### [What is expected]
Copy the records from the start up to and including the line with "[96,36,486,379]", swapping "beige" for "tan" and leaving everything else as it is.

### [Given entries]
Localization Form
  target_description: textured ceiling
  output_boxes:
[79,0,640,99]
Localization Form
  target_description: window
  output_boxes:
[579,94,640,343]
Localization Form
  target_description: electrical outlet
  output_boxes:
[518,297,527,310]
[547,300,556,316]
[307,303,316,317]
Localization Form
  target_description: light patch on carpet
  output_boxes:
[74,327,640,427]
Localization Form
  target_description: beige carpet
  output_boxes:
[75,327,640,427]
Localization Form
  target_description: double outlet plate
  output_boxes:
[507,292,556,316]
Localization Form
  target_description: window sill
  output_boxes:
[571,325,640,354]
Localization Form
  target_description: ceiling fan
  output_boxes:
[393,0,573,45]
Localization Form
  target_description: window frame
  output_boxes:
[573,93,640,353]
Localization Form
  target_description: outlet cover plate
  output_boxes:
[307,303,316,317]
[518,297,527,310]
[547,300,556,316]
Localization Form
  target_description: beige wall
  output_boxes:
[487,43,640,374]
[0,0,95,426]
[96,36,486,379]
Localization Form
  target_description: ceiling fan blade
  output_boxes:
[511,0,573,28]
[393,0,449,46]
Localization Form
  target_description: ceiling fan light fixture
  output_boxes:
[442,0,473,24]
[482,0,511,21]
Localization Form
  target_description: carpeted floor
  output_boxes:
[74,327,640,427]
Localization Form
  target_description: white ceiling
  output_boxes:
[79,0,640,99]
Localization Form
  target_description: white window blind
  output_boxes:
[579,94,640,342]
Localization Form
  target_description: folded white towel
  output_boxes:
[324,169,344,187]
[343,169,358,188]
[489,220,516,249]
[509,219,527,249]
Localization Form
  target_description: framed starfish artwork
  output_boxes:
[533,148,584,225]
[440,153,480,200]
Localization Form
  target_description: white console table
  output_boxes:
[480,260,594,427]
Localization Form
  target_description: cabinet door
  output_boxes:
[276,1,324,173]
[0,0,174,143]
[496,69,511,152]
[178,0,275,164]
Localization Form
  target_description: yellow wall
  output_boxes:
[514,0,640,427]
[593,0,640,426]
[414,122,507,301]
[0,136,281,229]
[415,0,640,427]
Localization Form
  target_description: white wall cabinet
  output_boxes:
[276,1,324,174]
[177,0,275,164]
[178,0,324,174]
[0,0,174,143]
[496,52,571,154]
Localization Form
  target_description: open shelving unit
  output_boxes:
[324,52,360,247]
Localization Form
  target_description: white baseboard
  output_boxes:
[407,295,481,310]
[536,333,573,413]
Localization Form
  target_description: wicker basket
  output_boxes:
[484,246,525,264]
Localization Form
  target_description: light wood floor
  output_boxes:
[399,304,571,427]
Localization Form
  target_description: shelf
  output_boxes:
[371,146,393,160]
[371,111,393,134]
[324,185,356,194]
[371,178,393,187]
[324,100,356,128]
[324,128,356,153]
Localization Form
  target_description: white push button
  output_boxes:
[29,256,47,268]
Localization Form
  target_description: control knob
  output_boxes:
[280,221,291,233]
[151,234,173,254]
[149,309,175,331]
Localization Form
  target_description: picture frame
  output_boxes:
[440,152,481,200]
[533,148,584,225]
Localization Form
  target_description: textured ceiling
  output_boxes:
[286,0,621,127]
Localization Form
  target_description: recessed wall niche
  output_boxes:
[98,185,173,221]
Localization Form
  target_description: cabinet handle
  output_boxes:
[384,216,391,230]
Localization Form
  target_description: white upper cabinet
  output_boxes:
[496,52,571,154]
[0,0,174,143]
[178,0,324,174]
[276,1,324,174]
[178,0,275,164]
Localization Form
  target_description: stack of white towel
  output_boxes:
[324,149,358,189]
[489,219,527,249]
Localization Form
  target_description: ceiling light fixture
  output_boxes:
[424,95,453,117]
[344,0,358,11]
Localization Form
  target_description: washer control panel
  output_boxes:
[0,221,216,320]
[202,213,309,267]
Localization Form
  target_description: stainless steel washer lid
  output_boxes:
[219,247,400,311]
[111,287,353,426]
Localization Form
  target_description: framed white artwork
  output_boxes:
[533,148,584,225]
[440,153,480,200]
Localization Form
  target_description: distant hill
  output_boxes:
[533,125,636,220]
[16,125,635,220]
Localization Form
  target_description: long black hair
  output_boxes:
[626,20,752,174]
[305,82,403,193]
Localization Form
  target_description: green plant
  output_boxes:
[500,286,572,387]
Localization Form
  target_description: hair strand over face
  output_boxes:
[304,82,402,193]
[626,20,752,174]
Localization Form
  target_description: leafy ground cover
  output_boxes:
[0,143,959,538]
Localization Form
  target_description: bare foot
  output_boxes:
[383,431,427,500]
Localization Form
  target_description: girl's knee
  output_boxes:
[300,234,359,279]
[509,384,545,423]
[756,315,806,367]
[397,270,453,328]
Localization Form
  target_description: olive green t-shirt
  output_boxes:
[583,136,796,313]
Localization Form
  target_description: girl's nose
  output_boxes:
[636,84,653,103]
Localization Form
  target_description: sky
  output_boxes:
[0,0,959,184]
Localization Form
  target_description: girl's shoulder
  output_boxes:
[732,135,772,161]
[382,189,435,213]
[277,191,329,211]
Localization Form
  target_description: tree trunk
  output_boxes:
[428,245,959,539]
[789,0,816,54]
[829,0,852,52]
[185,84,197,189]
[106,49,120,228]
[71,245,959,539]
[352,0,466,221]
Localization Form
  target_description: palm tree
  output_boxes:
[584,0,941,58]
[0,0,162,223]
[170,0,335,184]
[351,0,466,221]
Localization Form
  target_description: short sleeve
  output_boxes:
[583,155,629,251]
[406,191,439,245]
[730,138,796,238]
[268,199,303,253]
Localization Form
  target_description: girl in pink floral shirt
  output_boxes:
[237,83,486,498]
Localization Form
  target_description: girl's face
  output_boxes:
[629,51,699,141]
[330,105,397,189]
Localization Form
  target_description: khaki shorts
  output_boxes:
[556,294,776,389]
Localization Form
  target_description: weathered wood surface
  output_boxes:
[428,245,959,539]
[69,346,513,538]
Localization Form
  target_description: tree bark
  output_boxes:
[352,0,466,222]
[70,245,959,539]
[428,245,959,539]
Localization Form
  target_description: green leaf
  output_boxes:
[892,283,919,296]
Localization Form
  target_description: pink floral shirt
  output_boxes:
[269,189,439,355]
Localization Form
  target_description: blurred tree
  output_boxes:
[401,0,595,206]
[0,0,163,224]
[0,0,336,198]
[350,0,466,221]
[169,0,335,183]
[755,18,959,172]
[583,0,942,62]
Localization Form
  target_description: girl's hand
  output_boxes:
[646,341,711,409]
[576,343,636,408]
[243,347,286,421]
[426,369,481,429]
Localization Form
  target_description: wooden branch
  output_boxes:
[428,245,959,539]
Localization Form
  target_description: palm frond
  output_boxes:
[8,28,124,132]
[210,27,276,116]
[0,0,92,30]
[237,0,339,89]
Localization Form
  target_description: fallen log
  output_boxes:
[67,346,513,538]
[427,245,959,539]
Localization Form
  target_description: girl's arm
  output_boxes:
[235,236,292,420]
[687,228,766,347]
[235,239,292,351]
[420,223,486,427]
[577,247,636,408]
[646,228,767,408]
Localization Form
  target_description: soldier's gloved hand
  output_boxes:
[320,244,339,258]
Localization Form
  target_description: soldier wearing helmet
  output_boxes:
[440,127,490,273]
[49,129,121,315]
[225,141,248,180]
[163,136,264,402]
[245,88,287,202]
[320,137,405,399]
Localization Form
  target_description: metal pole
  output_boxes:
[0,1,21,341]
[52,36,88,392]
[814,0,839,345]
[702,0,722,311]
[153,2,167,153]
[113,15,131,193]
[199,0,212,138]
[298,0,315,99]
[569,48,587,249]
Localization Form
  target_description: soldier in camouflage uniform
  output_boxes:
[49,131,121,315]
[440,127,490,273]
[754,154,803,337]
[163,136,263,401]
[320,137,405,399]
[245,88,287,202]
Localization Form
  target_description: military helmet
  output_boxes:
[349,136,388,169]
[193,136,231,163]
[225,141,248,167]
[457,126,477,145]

### [Reply to the exercise]
Localization Form
  target_description: textured ceiling
  output_boxes:
[79,0,640,99]
Localization Form
  target_description: window
  output_boxes:
[579,94,640,343]
Localization Form
  target_description: electrical outlet
  output_boxes:
[518,297,527,310]
[547,300,556,316]
[307,303,316,317]
Localization Form
  target_description: light patch on carpet
  output_boxes:
[74,327,640,427]
Localization Form
  target_description: tan carpet
  output_boxes:
[75,327,640,427]
Localization Form
  target_description: double outlet plate
  output_boxes:
[507,292,556,316]
Localization Form
  target_description: window sill
  output_boxes:
[571,325,640,354]
Localization Form
  target_description: ceiling fan
  output_boxes:
[393,0,573,45]
Localization Form
  target_description: window frame
  output_boxes:
[573,93,640,353]
Localization Form
  target_description: outlet cover plate
  output_boxes:
[307,303,316,317]
[518,297,527,310]
[547,300,556,316]
Localization Form
  target_description: tan wall
  output_boxes:
[487,43,640,374]
[0,0,95,426]
[96,36,486,379]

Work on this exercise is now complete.